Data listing
********
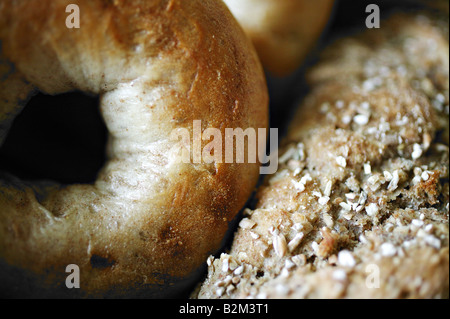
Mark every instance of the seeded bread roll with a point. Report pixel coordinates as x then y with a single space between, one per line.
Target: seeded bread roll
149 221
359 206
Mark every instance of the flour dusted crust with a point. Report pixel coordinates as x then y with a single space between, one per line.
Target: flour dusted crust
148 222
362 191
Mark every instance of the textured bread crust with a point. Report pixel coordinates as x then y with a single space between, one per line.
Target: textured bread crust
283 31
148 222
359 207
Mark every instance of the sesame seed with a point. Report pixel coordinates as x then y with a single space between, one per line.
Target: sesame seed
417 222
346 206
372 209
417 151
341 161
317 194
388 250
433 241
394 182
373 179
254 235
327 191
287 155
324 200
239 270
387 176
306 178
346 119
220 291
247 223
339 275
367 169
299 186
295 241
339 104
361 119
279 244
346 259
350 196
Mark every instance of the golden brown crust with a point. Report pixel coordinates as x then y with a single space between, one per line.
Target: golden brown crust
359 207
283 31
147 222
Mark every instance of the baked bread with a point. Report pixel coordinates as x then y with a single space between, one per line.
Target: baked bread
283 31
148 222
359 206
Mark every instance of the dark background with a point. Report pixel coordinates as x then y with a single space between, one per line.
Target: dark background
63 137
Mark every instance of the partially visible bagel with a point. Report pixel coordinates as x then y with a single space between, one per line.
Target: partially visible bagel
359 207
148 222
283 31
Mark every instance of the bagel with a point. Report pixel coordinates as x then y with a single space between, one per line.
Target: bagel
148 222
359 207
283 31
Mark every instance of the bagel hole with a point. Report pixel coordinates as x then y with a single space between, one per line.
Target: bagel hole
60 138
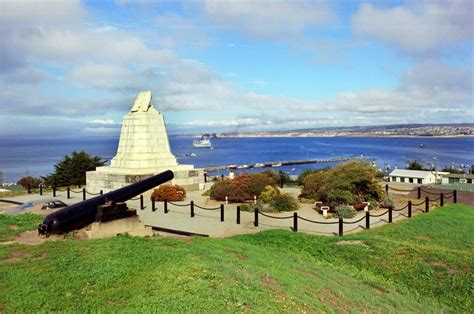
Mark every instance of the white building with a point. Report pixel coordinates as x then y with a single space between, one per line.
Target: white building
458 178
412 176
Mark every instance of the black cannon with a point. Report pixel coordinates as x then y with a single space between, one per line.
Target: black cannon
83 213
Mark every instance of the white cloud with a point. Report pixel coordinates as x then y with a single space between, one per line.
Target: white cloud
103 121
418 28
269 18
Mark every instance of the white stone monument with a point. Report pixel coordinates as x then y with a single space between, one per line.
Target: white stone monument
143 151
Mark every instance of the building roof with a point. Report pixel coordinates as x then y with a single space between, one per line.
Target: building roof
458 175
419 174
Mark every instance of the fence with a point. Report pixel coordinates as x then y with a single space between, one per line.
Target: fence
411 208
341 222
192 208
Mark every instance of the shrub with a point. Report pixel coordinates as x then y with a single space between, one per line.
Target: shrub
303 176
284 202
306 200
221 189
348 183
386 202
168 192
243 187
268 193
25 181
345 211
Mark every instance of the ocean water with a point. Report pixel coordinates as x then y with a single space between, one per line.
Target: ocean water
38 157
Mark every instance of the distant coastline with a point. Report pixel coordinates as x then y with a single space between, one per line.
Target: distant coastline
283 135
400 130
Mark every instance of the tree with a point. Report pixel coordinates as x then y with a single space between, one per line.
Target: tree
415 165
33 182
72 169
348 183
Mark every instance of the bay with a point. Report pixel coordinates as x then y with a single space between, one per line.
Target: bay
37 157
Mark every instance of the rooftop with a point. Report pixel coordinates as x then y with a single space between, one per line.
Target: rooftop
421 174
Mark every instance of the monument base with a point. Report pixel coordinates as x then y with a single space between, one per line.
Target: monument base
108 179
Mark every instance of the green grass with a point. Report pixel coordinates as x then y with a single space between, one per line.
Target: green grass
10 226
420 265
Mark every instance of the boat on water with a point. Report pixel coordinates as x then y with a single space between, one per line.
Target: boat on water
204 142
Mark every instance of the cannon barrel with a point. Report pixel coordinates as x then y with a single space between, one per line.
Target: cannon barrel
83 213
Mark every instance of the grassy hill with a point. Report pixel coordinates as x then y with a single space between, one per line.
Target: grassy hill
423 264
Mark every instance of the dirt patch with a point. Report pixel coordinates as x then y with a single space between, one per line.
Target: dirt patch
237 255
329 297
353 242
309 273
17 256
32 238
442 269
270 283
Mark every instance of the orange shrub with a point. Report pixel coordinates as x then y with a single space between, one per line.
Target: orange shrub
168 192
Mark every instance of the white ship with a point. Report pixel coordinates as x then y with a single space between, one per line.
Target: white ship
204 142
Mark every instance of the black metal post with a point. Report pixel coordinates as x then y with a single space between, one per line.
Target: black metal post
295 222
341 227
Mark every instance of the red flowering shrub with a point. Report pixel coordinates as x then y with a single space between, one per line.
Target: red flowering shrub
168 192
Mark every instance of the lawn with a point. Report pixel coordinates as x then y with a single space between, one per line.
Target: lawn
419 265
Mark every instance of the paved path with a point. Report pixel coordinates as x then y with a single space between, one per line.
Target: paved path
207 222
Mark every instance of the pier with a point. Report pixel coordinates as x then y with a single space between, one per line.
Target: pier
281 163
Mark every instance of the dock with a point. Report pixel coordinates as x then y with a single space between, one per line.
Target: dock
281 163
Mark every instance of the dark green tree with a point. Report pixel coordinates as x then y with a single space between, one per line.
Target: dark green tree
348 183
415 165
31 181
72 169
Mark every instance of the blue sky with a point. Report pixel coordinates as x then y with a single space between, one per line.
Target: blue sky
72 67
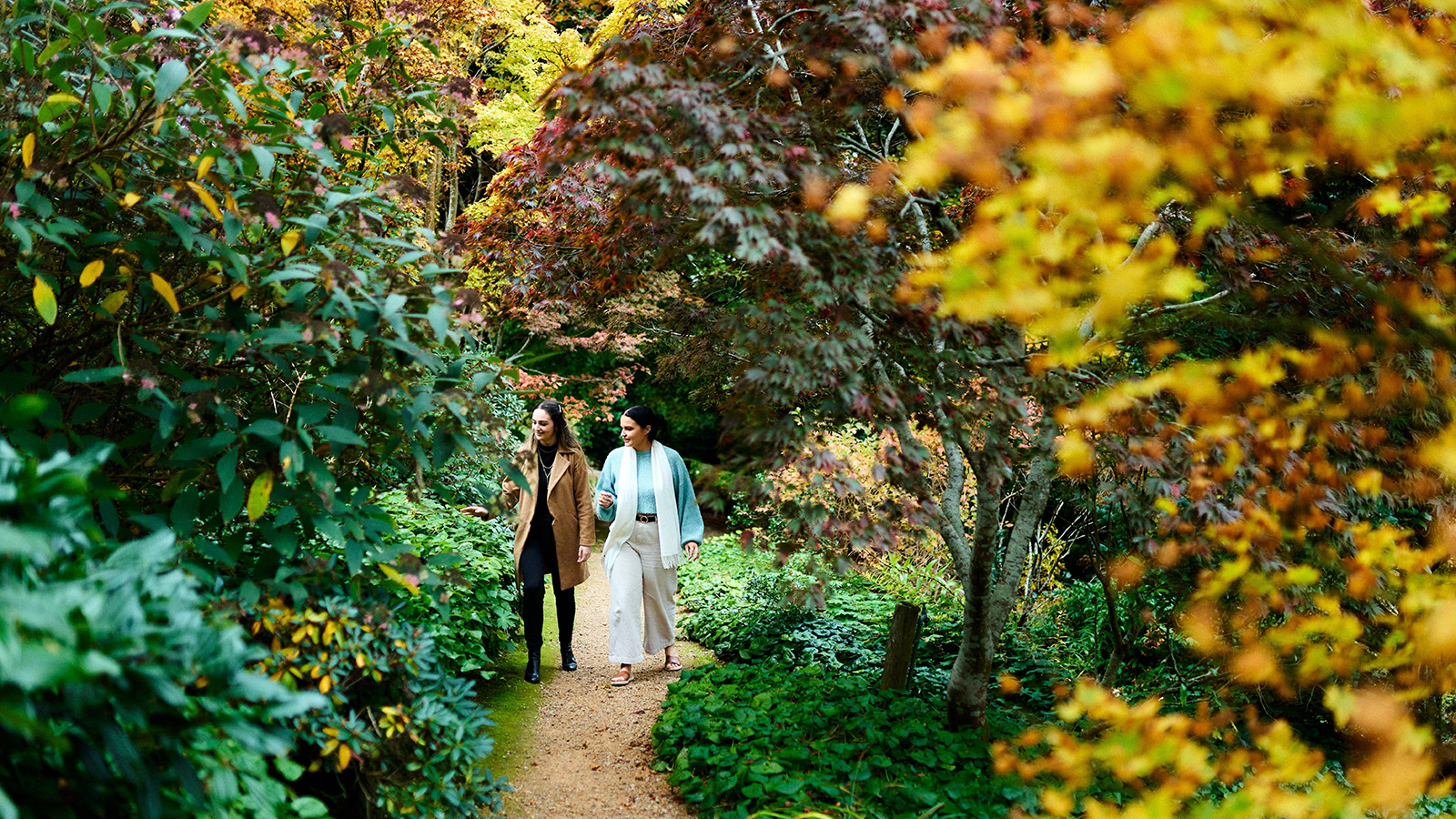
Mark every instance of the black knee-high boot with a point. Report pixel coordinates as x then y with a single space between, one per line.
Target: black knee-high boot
********
Write out the data precisely as given, excluding the pictures.

Mark every instance of the seeded bread roll with a point. Report pixel coordinates as x then y with a single space between, one per line.
Target: seeded bread roll
149 221
359 206
Mark every instance of the flour dusted crust with a point. Report pixel coordinates as x then y with a single space between, one per line.
Target: flour dusted crust
148 222
362 191
Mark every instance of the textured bread crust with a point. Report pixel coordinates as x then y with a single space between, one per line.
Target: textured bread crust
283 31
148 222
359 207
Mark every instance of the sesame seed with a point. Report pixel coordinates as x then y with a single space between, one per line.
Target: sesame seed
417 222
346 206
372 209
417 151
341 161
317 194
388 250
433 241
394 182
373 179
254 235
327 191
287 155
324 200
239 270
387 176
306 178
346 119
220 291
247 223
339 275
367 169
299 186
295 241
339 104
361 119
279 244
346 259
350 196
Mark every instance of the golden brown crust with a point. Report pixel coordinates as x then y with a single space between, one per line.
Target: golden brown crust
359 207
283 31
147 222
Mark every instance of the baked bread with a point. Report pixel coordinates as x then y with a single space between, one per line.
Target: baked bread
283 31
148 222
359 206
Mark every instance of the dark background with a point. Report pixel coordinates as x then y with a single space between, one per line.
Target: dark background
63 137
Mark every instance of the partially visible bagel with a point. Report pixel coordinates as x then y with a single space between, one per line.
Target: partially visible bagel
359 207
148 222
283 31
Mark every instance of the bagel with a point. Report pixel coordinates as x then y with a single space between, one per line.
Target: bagel
148 222
359 207
283 31
Mark every instance of the bagel hole with a point. Report pixel coordinates as x then y with a single space between, one per line.
Target: bagel hole
60 138
Mark every instance of the white building with a point. Report pixel coordinates as x then y with a single space between, one per line.
Target: white building
458 178
412 176
Mark every instance of the black cannon with a point. Report pixel coordinates as x then y with a single space between, one per line.
Target: black cannon
83 213
Mark every instance of the white cloud with a point. Report pixel coordinates as x then y with a single space between, one per line.
Target: white cloud
103 121
418 28
269 18
Mark every instance of the white stone monument with a point. Report pixel coordinates as x then y with a single space between, one per line.
Target: white stone monument
143 151
Mark every instance of the building roof with a point. Report pixel coordinates as x then y with a single space between, one per line.
Target: building roof
458 175
419 174
Mark every instance of the fence with a point. Report pixel coordinates as x then y with a single space between, one per line.
Target: fence
411 208
341 222
192 208
Mark every instance of the shrub with a point. Report pixel coordinates as x then y with a single space between, one per line.
Target: shrub
303 176
284 202
306 200
221 189
348 183
386 202
168 192
243 187
268 193
25 181
345 211
Mark every instance of the ocean water with a point. Report pixel coordinates as x then y with a single space between, one per line.
Target: ocean water
38 157
Mark every instance of the distant coastline with a point. Report pixel coordinates as x then y with a single space between, one per line.
Target: distant coastline
283 135
400 130
Mark every instance of the tree with a point. Report pixel coordinates as x then y with a single space between, one per line.
Target: tree
415 165
33 182
72 169
348 183
Mark every instance of the bay with a point. Report pixel coordinates as x then y with a single space between, one per line.
Target: bay
37 157
Mark every instance of the rooftop with a point. Report pixel coordinates as x then y with a single space between, one per line.
Target: rooftop
421 174
Mark every instance of the monument base with a point. Report pixel coordinates as x then y with a single space between, one per line.
Target: monument base
108 179
Mark every instance of the green grass with a point. Report pixel coordinates as x then y with a single space between, one per line.
Target: green grass
10 226
420 265
Mark every instance of the boat on water with a point. Report pixel coordinates as x then y with a single space between, one per line.
Target: boat on water
204 142
Mark every instance of the cannon barrel with a point. Report pixel coordinates as x then y with a single space between, one per line.
Target: cannon barrel
83 213
Mark every instance of the grassy hill with a point. Report pixel coordinates as x then y with a single space between, one per line.
Target: grassy hill
423 264
Mark every instance of the dirt patch with a point. Report pixel coordinates as x then y with a single space between, one per line.
Target: dirt patch
237 255
329 297
353 242
309 273
17 256
32 238
442 269
270 283
Mark every instance of the orange shrub with a point. Report pixel coordinates as x then y with a single space between, one per line.
Target: orange shrub
168 192
Mark every instance of the white ship with a point. Report pixel coordinates as x then y with a single space between, one per line.
Target: white ship
204 142
Mark every instance of the black metal post with a point. Report pixel coordinates as x then y with a single space between, one per line.
Target: black metal post
295 222
341 227
Mark every instance of the red flowering shrub with a point. Report pixel coordinates as x then y with a single space between, one per line.
Target: red flowering shrub
168 192
Mark every instance of the lawn with a point. Report pixel coordinates as x then y with a single space between, one per line.
Target: lawn
419 265
Mark every instance of the paved path with a point. Report pixel coordinates as x then y with a single space between, one per line.
Target: paved path
207 222
Mark every instance of the pier with a point. Report pixel coordinates as x then y with a single space between, one per line.
Target: pier
281 163
Mark every instance of the dock with a point. Report pixel coordinates as x then y with a single space between, one per line.
Target: dock
281 163
Mark every instance of the dark green tree with a point. Report pixel coordinates as x then y with a single space between, one per line.
Target: dark green tree
348 183
415 165
31 181
72 169
Mark every instance of the blue sky with a point. Report pixel coordinates as x then y with a single space between, one per line.
Target: blue sky
72 67
Mark every instance of the black knee-high boot with a point. Report pixel coordinates as x then y with a single space between, one per line.
Target: black knee-high boot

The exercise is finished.